--- START OF STORED DATA ---

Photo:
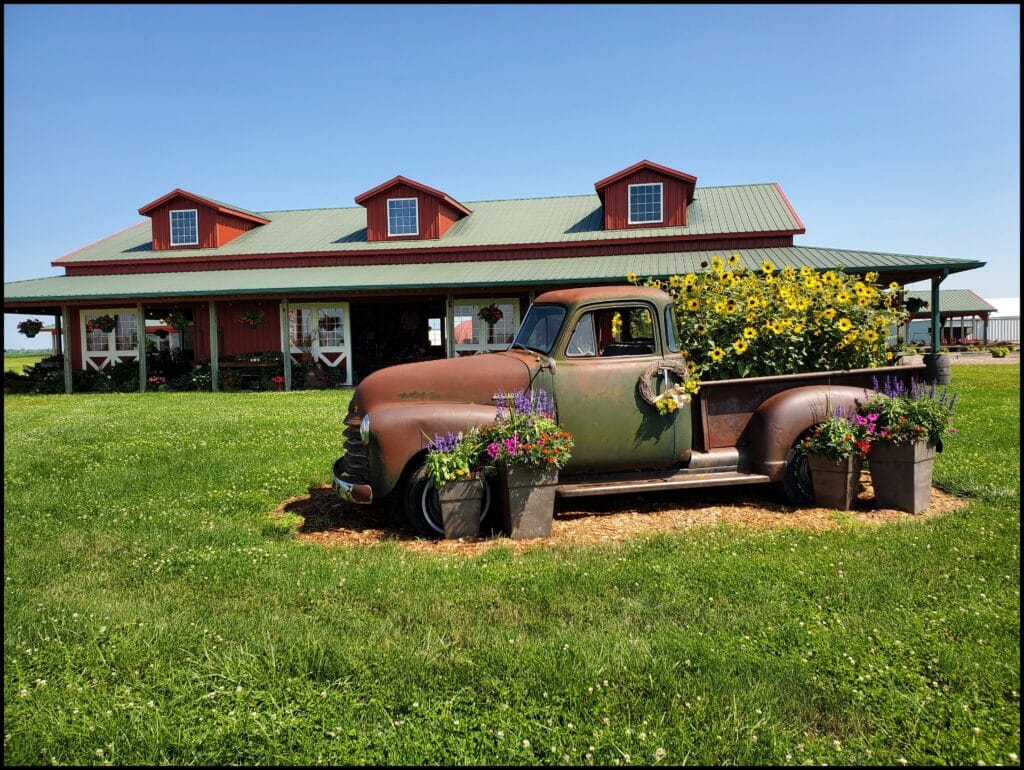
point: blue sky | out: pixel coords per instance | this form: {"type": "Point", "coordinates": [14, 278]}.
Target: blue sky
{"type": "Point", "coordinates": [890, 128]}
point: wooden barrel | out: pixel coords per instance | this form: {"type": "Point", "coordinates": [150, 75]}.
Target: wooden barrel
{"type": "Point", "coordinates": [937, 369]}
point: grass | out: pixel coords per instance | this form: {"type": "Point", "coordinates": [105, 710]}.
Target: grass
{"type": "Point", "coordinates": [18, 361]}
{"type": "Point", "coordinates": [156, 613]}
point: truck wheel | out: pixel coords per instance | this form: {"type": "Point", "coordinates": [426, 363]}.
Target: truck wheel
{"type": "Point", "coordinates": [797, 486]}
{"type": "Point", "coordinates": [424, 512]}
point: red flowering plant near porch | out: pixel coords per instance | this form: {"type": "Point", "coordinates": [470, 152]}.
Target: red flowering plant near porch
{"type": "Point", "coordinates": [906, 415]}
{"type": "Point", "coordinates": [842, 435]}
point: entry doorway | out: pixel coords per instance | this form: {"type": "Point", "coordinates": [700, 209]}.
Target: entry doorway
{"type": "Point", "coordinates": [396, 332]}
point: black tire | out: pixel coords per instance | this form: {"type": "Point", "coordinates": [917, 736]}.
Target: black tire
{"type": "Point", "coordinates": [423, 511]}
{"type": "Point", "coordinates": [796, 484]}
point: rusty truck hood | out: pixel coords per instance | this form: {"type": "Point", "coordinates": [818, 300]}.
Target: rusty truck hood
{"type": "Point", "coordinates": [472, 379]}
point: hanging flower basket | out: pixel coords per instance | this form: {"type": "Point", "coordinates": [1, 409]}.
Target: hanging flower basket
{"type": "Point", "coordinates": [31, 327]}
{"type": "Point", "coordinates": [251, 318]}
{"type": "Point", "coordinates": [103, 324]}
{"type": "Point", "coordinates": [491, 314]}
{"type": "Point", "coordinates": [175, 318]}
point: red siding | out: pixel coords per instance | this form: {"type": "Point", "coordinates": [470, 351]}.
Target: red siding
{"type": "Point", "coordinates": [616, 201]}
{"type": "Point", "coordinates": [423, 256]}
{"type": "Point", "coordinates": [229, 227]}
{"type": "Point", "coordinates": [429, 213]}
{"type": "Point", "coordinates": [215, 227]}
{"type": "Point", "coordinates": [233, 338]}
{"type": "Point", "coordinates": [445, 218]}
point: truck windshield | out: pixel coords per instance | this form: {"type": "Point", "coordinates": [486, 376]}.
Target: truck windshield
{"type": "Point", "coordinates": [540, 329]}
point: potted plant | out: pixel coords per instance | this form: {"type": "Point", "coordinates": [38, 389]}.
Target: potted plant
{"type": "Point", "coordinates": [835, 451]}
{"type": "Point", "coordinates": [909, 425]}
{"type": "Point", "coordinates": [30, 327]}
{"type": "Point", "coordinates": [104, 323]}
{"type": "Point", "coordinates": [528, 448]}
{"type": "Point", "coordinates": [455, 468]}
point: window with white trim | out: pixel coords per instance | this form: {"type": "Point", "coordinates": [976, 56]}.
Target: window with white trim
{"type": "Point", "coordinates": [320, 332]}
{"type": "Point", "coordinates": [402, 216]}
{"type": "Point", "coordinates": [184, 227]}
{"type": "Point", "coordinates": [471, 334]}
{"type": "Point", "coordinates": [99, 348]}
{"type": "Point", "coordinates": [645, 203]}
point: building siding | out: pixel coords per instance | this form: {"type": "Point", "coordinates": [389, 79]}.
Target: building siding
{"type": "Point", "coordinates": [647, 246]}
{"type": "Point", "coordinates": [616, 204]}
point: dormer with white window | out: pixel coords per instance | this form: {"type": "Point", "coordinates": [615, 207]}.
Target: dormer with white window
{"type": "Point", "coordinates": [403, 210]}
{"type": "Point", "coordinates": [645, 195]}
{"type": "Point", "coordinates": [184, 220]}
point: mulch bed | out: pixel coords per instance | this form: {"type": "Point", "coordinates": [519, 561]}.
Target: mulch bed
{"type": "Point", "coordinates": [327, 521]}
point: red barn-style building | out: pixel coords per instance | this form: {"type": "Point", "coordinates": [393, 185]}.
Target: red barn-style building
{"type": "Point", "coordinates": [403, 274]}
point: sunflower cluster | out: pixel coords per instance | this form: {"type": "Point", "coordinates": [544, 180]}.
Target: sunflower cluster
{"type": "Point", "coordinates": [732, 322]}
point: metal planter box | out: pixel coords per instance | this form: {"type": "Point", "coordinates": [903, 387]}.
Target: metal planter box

--- END OF STORED DATA ---

→ **WHAT NEEDS TO BE DONE**: Copy the lines from the one containing "point: sunflower cluster" through the end of the lines, putting "Label" wherever "Target" appears and leaving all else unchanged.

→ **ANSWER TO THIS EXERCISE**:
point: sunflower cluster | out: pixel coords per instance | this form: {"type": "Point", "coordinates": [544, 180]}.
Label: sunflower cluster
{"type": "Point", "coordinates": [732, 322]}
point: metal planter box | out: pixel coords per instance | this form: {"type": "Point", "coordinates": [903, 387]}.
Label: metal planter box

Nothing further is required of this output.